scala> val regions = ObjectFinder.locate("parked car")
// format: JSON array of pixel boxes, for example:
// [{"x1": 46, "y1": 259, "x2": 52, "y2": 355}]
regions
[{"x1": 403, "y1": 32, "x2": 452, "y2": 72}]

+ + + +

Goal of the exercise: Return each line of the items above word for word, changing nothing.

Reply to the task:
scala> val regions = ObjectFinder.locate("parked car")
// format: JSON array of pixel boxes, for example:
// [{"x1": 46, "y1": 259, "x2": 52, "y2": 355}]
regions
[{"x1": 403, "y1": 32, "x2": 452, "y2": 72}]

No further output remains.